>> Begin Data listing
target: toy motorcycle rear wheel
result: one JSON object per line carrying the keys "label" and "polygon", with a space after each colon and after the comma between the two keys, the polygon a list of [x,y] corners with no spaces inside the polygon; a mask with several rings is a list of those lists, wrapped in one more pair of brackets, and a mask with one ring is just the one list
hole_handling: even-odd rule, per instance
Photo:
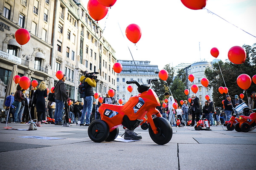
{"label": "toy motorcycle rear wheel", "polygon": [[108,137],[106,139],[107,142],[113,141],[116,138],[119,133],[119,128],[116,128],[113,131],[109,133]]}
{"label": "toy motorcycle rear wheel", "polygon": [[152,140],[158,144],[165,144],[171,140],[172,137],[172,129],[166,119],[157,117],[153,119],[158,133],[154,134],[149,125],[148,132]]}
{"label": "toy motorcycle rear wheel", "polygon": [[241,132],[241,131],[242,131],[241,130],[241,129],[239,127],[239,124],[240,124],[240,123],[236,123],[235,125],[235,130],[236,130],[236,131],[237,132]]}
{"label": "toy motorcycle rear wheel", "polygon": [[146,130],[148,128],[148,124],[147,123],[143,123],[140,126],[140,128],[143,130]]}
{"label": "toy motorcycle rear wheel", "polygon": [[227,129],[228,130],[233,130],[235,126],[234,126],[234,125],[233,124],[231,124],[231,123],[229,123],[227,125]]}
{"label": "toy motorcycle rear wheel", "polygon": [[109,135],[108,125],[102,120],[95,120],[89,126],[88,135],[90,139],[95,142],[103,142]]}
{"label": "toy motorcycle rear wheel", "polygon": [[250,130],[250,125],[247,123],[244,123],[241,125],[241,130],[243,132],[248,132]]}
>> End Data listing
» Exercise:
Copy out the listing above, swapping "even-odd rule" for "nonzero winding rule" and changing nothing else. Leave the pictures out.

» The reply:
target: toy motorcycle rear wheel
result: one JSON object per line carrying the keys "label" and "polygon", with a space after each colon and after the comma between the two keys, the polygon a list of [x,y] corners with no spaces inside the polygon; a mask with several rings is a list of those lists, wrapped in one more pair of brackets, and a mask with one ring is just the one list
hole_handling: nonzero winding rule, per instance
Photo:
{"label": "toy motorcycle rear wheel", "polygon": [[108,137],[106,139],[107,142],[113,141],[116,138],[119,133],[119,128],[116,128],[113,131],[109,133]]}
{"label": "toy motorcycle rear wheel", "polygon": [[152,140],[158,144],[165,144],[171,140],[172,137],[172,129],[166,119],[157,117],[153,119],[158,133],[154,134],[149,125],[148,132]]}
{"label": "toy motorcycle rear wheel", "polygon": [[241,132],[241,131],[242,131],[241,130],[241,129],[239,127],[239,124],[240,124],[240,123],[236,123],[235,125],[235,130],[236,130],[236,131],[237,132]]}
{"label": "toy motorcycle rear wheel", "polygon": [[146,130],[148,128],[148,124],[147,123],[143,123],[140,126],[140,128],[143,130]]}
{"label": "toy motorcycle rear wheel", "polygon": [[227,129],[228,130],[233,130],[235,126],[234,126],[234,125],[233,124],[231,124],[231,123],[229,123],[227,125]]}
{"label": "toy motorcycle rear wheel", "polygon": [[109,135],[108,125],[102,120],[95,120],[89,126],[88,135],[90,139],[95,142],[103,142]]}
{"label": "toy motorcycle rear wheel", "polygon": [[250,130],[250,125],[247,123],[244,123],[241,125],[241,130],[243,132],[248,132]]}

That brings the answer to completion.